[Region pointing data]
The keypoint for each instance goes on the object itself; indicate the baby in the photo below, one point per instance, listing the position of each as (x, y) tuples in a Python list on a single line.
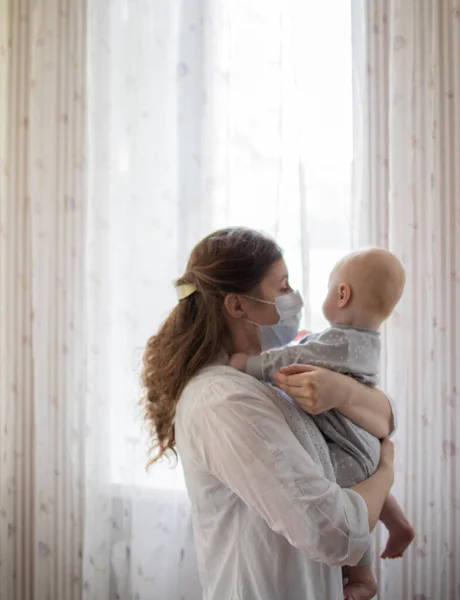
[(364, 288)]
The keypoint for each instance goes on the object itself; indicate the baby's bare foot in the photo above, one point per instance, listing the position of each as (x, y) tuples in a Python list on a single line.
[(398, 542), (361, 584), (359, 591)]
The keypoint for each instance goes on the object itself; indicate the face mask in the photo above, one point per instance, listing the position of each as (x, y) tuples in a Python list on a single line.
[(289, 308)]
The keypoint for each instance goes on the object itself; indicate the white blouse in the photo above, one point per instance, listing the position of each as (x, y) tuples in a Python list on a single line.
[(270, 523)]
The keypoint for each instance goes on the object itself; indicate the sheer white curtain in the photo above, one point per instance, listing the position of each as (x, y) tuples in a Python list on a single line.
[(128, 130), (407, 118), (201, 115)]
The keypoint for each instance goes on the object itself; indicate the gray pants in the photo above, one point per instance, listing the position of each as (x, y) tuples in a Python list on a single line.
[(355, 453)]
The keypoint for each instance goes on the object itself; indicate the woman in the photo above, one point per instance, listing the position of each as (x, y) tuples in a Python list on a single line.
[(270, 522)]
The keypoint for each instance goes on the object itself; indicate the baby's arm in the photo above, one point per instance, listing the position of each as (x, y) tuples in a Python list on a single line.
[(326, 351)]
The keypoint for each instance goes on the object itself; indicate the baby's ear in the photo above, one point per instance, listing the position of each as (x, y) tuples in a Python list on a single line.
[(344, 294)]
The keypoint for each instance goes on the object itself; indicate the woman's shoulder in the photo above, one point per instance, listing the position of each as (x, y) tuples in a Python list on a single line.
[(219, 384)]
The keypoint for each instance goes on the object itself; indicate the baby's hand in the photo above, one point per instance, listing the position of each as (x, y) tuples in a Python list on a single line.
[(239, 361)]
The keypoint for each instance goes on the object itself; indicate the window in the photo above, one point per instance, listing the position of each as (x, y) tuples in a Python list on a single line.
[(261, 135)]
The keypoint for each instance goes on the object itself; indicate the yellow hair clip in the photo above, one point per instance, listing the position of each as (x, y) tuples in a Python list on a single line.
[(185, 290)]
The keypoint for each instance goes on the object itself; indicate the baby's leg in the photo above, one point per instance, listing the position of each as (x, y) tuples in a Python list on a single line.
[(361, 584), (400, 530)]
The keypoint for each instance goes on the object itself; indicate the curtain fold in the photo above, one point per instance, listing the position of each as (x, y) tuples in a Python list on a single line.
[(407, 198), (42, 345)]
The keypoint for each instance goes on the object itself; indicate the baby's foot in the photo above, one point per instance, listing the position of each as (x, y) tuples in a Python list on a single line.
[(361, 584), (398, 541)]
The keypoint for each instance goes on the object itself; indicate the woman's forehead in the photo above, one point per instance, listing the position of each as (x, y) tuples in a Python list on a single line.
[(277, 273)]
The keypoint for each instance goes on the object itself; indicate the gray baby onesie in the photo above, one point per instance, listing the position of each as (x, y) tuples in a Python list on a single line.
[(355, 453)]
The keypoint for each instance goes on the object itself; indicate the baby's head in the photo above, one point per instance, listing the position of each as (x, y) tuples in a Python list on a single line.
[(364, 288)]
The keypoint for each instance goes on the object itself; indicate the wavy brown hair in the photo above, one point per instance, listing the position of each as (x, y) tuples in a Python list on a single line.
[(233, 260)]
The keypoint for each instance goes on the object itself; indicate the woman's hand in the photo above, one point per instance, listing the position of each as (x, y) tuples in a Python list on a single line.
[(315, 389)]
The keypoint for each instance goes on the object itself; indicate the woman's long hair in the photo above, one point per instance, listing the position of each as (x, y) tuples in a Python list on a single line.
[(233, 260)]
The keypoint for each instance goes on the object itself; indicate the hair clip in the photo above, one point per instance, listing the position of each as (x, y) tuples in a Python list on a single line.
[(185, 290)]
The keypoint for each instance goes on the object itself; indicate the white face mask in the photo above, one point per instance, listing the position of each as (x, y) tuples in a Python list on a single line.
[(289, 308)]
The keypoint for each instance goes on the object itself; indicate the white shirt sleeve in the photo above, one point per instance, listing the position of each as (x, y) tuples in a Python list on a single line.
[(245, 442)]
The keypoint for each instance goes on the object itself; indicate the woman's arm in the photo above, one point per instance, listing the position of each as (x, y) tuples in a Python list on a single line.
[(317, 390), (245, 442)]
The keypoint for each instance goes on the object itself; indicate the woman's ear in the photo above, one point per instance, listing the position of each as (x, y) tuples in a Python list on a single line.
[(344, 295), (235, 306)]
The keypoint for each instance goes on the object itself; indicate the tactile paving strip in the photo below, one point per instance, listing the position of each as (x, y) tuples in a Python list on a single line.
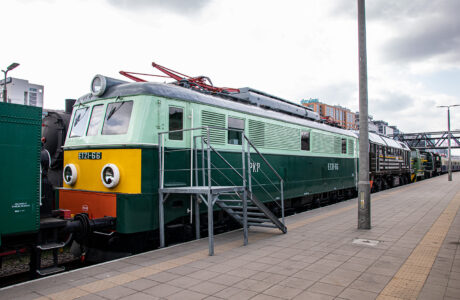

*Exercise prompt*
Every record above, copied exactly and without a single picture, makes up the answer.

*Result*
The keypoint for each instance goes on the object itself; indicate the baby in the photo below, one point per instance, listing the position of each as (x, y) tuples in a Python list on a single line.
[(364, 288)]
The keypoint for each instance goes on the object itself; indicate the baby's bare foot in the photo above, one point per instance, listing the position of each as (x, y) tuples in a Python list on a single line.
[(398, 542), (361, 584), (359, 591)]
The keypoint for each instance goes on the object itself; indicate the face mask in the photo above, one point per instance, listing the position of each as (x, y) tuples in a Python list on a single line.
[(289, 308)]
The keypoint for each instance goes on the object itself; indicate the white blouse in the photo above, one point per instance, listing the position of each as (x, y) tuples in a Python list on a single line.
[(270, 523)]
The keypoint for each instance goes on the object itself; indicate the sheer white curtain in the photo above, one point per instance, listing the position of each as (x, y) tuples in a Python list on a single line.
[(128, 130), (407, 118), (201, 115)]
The keypoint for each instance goes on the object itself; indicate the gray pants in the photo above, one point per instance, listing the position of each as (x, y) tuples in a Python list on a single line.
[(355, 453)]
The keypoint for each instance goes on the object itself; indicate the woman in the photo above, one point per instance, listing the position of each as (x, y) tuples in a Python list on a single line.
[(270, 522)]
The keypoint for each instance goes on the object itself; indicate the baby's arm in the photo above, one point per instance, listing the position of each as (x, y) tuples in a Python list on a single line.
[(326, 351)]
The keypoint for each instance goes on the object itself; indicate the baby's ear in the photo above, one point per instance, listing the position of each as (x, y) tuples in a Python list on a single line.
[(344, 294)]
The keypoint for each instance goes on the object itself; indicate the woman's shoulder in the photo above, one point per instance, listing the position of each as (x, y) tuples in a Python list on a single line.
[(219, 384)]
The keypoint for each instance goes on the object itself; indicate the baby's hand in the photo above, one point per instance, listing the position of each as (x, y) tuples in a Python list on a single line.
[(239, 361)]
The keypoint for each instance goes on the object itself; indicate the window in the photo above, one point per instance, listing the position of each as (x, y) tuples in a Python list on a single line.
[(261, 135)]
The keypoint for each instance goes on the object itself; indicate the yellow hair clip in the photo above, one point per instance, listing the position of each as (x, y) tuples in a Python list on a single line.
[(185, 290)]
The keypoint for each instance goes on the object itself; indicate the baby's leg in the photo above, one point per instance, listing the position of each as (x, y) tuples in a Python list on a single line.
[(361, 584), (400, 530)]
The keypoint for each instance goes on the object itself; indicate the curtain fold in the photo above, one point per instance, listing the position of each as (x, y) tuples in a Python list on a single line.
[(407, 198), (42, 345)]
The keypoint for each instance goes on the object itself; indicate the baby's foot in the photo above, one point per instance, listing the position of each as (x, y) tuples in a Python list on a single line.
[(361, 584), (398, 541)]
The keypoint for each instance goes on the object itself; indicate the woman's forehead in the photo above, one point per instance, listing the position of each as (x, y) tuples in a Python list on a single line.
[(277, 273)]
The keypoint for each instance goes on the object itself; indicate the gray baby onesie in the photo above, one point per instance, listing the position of each as (x, y) tuples in a Python list on a single line.
[(355, 453)]
The keypoint for each instance goes on the object itself; indicate the baby's head in the photo above, one point per instance, listing the position of each as (x, y) tuples in a Python list on a single line.
[(364, 288)]
The keypoint for each instance goes on the object itself; indicate the wavy brown hair in the photo above, one point per instance, listing the position of each as (x, y) tuples in a Python list on a single line.
[(233, 260)]
The keypoint for each instance goes on the object itself; indicate the woman's hand in the photo above, one point per instance, listing the position of each as (x, y) tuples in a Python list on a single line.
[(315, 389)]
The keypoint for each instance goes on the object itself; indicate the woman's long hair in the photo above, one point per instance, listing the position of each as (x, y) tuples in a Python list on a single line.
[(233, 260)]
The keypoint for each instance goes on the object itself; indicate the hair clip in the photo above, one point per instance, listing the position of each as (x, y) tuples in a Python list on a single line.
[(185, 290)]
The keypoint for each instance goes on the object itself; indicate the white face mask in the photo above, one point per instance, listing the position of each as (x, y) tuples in a Python list on a single line.
[(289, 308)]
The keypoint for each instance goes on the object itself; indicate the white shirt sleeve in the photo above, one point per instance, listing the position of each as (x, y) tuples in a Python list on a single line.
[(245, 442)]
The keypoint for each instance goes on the object itself; indicate the woman's arm in the photo above, one point per instance, listing the position of each as (x, y) tuples in a Python list on a single line.
[(317, 390), (245, 442)]
The keypoint for each instance goes on the object itself; indicate the woman's ear in the photo above, one point per instance, listing the position of each as (x, y) tuples in a Python list on a single line.
[(344, 295), (235, 306)]
The keypoint for each instance goes on the object itself; indicate the tactile paving strip in the photo below, one point per instance, listing the position of each as (x, y) tuples in a Python list on a single line.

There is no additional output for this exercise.